- **EXERCISE INSTRUCTIONS**:
Read the data below. Every line holding the string "facade" must be copied.

Extracted data entries:

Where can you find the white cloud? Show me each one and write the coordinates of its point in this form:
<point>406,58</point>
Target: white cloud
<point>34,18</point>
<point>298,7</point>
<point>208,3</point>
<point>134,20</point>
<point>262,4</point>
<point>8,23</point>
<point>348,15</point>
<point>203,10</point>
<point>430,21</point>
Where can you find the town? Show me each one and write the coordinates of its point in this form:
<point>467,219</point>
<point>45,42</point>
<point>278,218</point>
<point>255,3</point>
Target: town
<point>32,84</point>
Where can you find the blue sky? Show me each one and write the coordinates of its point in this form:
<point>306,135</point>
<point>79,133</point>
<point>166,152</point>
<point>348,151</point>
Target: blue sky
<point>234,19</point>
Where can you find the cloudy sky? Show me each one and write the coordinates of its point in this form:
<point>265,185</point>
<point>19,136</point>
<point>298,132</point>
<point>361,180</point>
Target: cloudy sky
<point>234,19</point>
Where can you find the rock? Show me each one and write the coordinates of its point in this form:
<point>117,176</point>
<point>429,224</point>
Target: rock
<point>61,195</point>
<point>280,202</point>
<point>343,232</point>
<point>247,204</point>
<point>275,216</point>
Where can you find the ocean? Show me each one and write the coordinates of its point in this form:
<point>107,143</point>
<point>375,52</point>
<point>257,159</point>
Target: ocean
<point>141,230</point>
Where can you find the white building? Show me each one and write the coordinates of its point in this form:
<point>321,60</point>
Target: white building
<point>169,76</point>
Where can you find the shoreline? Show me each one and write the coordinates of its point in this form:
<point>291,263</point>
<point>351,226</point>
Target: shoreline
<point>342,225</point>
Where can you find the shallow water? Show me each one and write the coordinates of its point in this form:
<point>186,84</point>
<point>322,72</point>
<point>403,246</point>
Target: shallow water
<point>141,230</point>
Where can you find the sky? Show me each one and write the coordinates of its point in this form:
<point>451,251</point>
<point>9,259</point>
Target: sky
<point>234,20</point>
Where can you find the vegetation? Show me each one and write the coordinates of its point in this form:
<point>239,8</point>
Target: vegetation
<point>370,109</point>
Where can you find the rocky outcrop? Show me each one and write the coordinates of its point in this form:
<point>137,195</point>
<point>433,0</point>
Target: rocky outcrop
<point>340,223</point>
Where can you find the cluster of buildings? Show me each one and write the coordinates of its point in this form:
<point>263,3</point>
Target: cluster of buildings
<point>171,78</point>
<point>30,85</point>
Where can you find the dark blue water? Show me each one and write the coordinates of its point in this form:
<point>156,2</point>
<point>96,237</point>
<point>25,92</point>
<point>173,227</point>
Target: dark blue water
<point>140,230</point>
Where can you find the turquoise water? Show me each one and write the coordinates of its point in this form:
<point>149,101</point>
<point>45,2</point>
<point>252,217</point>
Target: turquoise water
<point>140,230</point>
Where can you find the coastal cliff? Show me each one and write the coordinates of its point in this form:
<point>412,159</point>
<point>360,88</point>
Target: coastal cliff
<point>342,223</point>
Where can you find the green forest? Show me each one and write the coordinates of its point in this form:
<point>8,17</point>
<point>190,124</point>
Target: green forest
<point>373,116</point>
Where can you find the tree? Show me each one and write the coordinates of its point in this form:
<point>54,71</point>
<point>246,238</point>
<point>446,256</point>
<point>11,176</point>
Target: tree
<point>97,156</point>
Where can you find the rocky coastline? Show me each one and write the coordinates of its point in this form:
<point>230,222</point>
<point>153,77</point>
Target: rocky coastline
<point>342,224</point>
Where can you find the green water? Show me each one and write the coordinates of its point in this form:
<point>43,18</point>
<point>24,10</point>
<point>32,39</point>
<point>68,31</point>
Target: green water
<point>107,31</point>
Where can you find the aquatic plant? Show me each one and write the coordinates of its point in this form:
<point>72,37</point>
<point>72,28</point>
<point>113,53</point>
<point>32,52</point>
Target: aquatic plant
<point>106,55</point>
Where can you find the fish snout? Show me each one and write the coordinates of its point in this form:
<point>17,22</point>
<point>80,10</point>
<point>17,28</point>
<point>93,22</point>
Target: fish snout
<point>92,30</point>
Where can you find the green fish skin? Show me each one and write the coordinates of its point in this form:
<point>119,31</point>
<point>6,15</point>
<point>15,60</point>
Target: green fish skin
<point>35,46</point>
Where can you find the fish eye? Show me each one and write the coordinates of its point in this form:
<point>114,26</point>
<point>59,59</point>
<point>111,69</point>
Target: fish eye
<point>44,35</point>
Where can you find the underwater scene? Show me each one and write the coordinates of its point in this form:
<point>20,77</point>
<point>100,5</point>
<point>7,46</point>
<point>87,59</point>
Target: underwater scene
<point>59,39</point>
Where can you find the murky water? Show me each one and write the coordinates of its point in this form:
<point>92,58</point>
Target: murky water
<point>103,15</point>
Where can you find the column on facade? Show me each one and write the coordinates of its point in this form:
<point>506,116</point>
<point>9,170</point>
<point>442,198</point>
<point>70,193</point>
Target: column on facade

- **REPLY**:
Where can you find the column on facade? Show me each one and write the coordinates of its point in this form:
Target: column on facade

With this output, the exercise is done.